* ENUNCIADO A *
Informa cada línea de las entradas que contenga la palabra "brown", copiándola completa.

* FRAGMENTO DE LA PÁGINA *
..........
El hijo de Magdalena se va buscando cruzar la frontera hacia Estados Unidos junto con otro vecino. Un día ambos desaparecen sin dejar rastro, después de una amarga espera, la mujer se decide a buscar a su hijo con ayuda económica de sus vecinos y conocidos, muchos de ellos ya sin esperanza de encontrar a los suyos, emprendiendo un viaje desde el norte de Guanajuato a la frontera, donde cada indicio encontrado es más pesimista que el anterior y pronto le intentarán obligar a que se resigne ante una fosa de cuerpos calcinados. Su negativa le llevará a encontrarse con Miguel, un joven deportado que busca volver a su pueblo a buscar a sus familiares, los caminos de ambos son pedregosos, sin señalamientos fáciles de leer y con indicios.

 

El espacio de un montaje tan áspero, brusco y lleno de pedazos de planos secuencia unidos con precisión, tiene la estructura de una trama de búsqueda vuelta un auténtico viacrucis, donde cabe la esencia de las narrativas mexicanas más tenebristas de la literatura y las artes escénicas. Trae a la memoria un aire fantasmal de los relatos de Juan Rulfo sobre gente errante en territorios hostiles atorados en búsquedas casi inútiles, así como las obras de Víctor Hugo Rascón Banda transcurridas en el norte del país; incluso, lo que recuerda al mismo Rulfo son esas búsquedas entre casas semiabandonadas donde la gente le pide a los protagonistas que se vayan sin siquiera mostrar su rostro.
..........
(Entradas de imagen sobre regiones nombradas)
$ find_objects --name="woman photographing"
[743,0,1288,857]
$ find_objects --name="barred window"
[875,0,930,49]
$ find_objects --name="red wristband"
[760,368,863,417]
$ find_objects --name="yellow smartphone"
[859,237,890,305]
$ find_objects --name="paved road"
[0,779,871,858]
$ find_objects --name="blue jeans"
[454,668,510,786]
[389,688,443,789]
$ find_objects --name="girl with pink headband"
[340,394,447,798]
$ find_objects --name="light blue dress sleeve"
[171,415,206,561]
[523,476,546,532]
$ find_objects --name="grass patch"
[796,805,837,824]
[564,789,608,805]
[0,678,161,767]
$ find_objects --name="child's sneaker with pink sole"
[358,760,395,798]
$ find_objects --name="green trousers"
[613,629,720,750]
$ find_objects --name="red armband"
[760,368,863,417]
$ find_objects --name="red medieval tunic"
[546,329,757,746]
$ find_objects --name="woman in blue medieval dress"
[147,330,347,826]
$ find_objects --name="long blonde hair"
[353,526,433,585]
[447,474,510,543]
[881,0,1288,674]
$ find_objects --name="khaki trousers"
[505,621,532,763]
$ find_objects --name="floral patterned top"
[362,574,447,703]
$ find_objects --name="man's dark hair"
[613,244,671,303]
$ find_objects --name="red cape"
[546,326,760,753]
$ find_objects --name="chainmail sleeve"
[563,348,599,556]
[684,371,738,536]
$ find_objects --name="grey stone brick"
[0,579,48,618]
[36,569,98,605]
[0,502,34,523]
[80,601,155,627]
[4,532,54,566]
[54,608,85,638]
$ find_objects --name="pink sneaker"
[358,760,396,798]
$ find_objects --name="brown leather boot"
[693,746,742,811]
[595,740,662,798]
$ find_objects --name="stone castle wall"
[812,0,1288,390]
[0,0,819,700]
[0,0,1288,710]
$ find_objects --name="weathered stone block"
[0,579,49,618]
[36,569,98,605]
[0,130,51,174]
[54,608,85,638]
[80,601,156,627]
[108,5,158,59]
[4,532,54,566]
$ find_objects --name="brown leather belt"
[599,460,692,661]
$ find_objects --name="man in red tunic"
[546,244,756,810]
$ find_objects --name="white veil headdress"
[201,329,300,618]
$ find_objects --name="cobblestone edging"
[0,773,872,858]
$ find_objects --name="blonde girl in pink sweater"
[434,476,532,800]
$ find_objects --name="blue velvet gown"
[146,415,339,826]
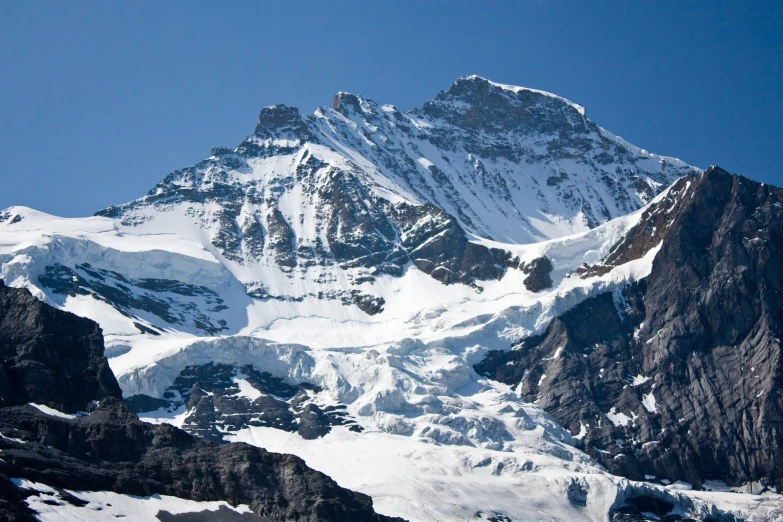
..........
* ENUNCIADO B *
Responde brevemente, según el fragmento de la página:
(i) ¿Desde qué lugar emprende Magdalena su viaje hacia la frontera?
(ii) ¿Quién es Miguel?
(iii) ¿De qué escritor se recuerdan los relatos sobre gente errante en territorios hostiles?

* SOLUCIÓN A *
$ find_objects --name="brown leather boot"
$ find_objects --name="brown leather belt"

* SOLUCIÓN B *
(i) Desde el norte de Guanajuato.
(ii) Un joven deportado que busca volver a su pueblo a buscar a sus familiares.
(iii) De Juan Rulfo.